*THE TASK*: Pick out each line in the items below that contains the string "tree", and copy those lines in their original order.

*MATERIALS PROVIDED*:
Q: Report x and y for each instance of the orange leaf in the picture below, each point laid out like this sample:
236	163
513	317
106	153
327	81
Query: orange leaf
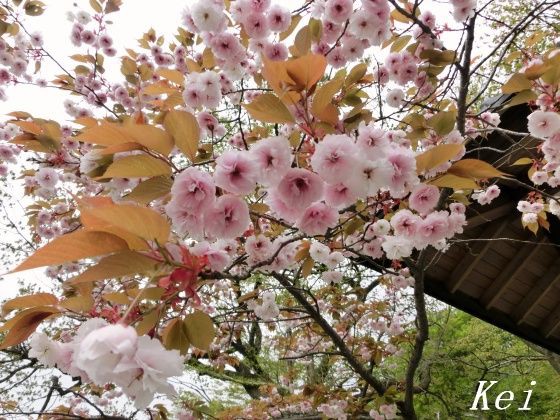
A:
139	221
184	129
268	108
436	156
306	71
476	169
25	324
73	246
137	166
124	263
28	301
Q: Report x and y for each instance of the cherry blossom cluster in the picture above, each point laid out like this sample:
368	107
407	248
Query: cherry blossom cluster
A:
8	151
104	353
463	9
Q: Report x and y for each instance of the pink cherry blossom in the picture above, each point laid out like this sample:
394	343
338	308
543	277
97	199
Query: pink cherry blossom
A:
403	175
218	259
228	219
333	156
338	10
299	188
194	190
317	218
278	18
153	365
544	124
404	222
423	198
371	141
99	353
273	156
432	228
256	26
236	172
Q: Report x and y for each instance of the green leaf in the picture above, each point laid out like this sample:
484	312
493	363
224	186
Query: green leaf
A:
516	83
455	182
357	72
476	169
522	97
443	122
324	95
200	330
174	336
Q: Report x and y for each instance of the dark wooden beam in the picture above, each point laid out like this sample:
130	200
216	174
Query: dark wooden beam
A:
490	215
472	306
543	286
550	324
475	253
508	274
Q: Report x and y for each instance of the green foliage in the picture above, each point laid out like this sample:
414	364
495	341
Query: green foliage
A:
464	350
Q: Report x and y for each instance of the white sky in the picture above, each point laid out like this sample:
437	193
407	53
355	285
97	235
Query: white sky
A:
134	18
---
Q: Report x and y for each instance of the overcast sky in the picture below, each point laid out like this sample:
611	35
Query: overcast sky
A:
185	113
...
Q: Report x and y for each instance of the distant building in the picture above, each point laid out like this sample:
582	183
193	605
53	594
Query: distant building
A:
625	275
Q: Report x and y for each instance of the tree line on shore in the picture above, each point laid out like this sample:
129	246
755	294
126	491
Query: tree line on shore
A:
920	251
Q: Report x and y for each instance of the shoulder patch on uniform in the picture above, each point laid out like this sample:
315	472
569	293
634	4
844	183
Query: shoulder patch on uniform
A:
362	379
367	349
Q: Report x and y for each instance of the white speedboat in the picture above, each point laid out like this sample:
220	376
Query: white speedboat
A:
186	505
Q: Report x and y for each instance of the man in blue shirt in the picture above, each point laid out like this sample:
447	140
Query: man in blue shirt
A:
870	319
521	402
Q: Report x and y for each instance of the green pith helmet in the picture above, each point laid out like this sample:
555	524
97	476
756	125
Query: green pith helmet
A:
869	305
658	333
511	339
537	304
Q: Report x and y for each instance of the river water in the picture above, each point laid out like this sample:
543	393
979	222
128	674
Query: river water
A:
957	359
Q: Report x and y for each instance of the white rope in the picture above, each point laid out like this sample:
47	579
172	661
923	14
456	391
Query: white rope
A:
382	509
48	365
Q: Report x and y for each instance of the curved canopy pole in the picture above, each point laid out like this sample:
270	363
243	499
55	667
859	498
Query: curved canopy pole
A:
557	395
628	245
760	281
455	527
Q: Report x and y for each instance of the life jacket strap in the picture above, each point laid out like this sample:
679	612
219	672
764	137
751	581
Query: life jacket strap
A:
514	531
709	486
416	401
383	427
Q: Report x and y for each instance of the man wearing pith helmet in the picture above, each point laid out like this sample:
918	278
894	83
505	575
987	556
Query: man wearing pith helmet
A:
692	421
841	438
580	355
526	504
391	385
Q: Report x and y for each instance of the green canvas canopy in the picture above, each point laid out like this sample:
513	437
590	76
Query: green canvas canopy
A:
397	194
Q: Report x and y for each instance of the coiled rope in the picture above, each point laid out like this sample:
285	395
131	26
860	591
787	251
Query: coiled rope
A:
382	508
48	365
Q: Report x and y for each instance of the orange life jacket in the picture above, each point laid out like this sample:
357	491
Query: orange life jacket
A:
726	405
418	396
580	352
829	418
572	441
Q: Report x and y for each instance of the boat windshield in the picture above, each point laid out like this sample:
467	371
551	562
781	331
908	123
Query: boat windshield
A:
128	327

*SOLUTION TO THIS TASK*:
Q: Report x and y for each instance of the tree line on shore in the picture above, each point laid out like this sample:
Query: tree line on shore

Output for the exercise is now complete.